• [Given instruction A]: Copy the records from their start through the line containing "point(503, 340)", inclusive. Increase every coordinate in the point answers by 103, and leave the sample point in the opening line unchanged.

• [Excerpt to read]:
# # # # # # #
ZADD  course_leaderboard 91.0 "student:1003"
ZADD  course_leaderboard 88.5 "student:1002"
ZREVRANGE course_leaderboard 0 9 WITHSCORES   # Top 10 with scores
ZRANK     course_leaderboard "student:1001"   # Rank (0-indexed)

# ---- HASH (field-value map for an object) ------------------
HSET    student:1001 first_name "Maria" last_name "Hernandez" gpa 3.72
HGET    student:1001 gpa                    # "3.72"
HGETALL student:1001                        # All fields
HINCRBY student:1001 login_count 1          # Atomic increment

4.2 Real-World Use Cases

Redis session management
import redis
import json
import uuid

r = redis.Redis(host='localhost', port=6379, decode_responses=True)

SESSION_TTL = 3600  # 1 hour

def create_session(user_id: int, role: str) -> str:
    token = str(uuid.uuid4())
    session_data = {
        "user_id": user_id,
        "role":    role,
        "created": "2025-10-15T09:00:00"
# # # # # # #
• [Given instruction B]: Reproduce the Redis code excerpt word for word.

[Rows taken from a pointing dataset]
# # # # # # #
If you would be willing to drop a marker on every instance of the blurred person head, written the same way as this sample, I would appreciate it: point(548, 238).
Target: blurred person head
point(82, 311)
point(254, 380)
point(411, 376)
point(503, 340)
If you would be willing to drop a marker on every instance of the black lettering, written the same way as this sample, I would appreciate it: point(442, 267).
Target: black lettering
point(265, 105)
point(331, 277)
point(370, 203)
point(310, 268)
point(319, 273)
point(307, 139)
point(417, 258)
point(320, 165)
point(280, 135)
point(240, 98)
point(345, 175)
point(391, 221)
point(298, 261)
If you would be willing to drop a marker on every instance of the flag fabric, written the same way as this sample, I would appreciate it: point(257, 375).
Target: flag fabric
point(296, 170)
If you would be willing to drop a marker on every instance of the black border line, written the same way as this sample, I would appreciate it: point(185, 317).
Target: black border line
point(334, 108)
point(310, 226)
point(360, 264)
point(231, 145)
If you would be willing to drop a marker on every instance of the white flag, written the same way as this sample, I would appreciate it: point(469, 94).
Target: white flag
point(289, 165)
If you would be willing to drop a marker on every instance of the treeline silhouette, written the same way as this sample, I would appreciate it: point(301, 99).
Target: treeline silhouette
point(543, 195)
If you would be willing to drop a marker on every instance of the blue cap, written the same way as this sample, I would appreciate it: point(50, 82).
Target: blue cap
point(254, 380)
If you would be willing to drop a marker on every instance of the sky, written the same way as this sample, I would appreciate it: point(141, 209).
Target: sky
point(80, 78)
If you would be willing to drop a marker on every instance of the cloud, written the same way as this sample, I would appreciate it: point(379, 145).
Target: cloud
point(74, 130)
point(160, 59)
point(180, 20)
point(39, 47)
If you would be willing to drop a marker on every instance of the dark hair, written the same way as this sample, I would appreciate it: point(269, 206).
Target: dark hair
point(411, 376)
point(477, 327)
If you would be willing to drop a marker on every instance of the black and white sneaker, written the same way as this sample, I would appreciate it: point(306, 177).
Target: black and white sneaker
# # # # # # #
• [Task answer A]:
If you would be willing to drop a marker on every instance of the blurred person head, written the same way as this sample, I would appreciate it: point(548, 238).
Target: blurred person head
point(185, 414)
point(357, 483)
point(514, 479)
point(606, 443)

• [Task answer B]:
ZADD  course_leaderboard 91.0 "student:1003"
ZADD  course_leaderboard 88.5 "student:1002"
ZREVRANGE course_leaderboard 0 9 WITHSCORES   # Top 10 with scores
ZRANK     course_leaderboard "student:1001"   # Rank (0-indexed)

# ---- HASH (field-value map for an object) ------------------
HSET    student:1001 first_name "Maria" last_name "Hernandez" gpa 3.72
HGET    student:1001 gpa                    # "3.72"
HGETALL student:1001                        # All fields
HINCRBY student:1001 login_count 1          # Atomic increment

4.2 Real-World Use Cases

Redis session management
import redis
import json
import uuid

r = redis.Redis(host='localhost', port=6379, decode_responses=True)

SESSION_TTL = 3600  # 1 hour

def create_session(user_id: int, role: str) -> str:
    token = str(uuid.uuid4())
    session_data = {
        "user_id": user_id,
        "role":    role,
        "created": "2025-10-15T09:00:00"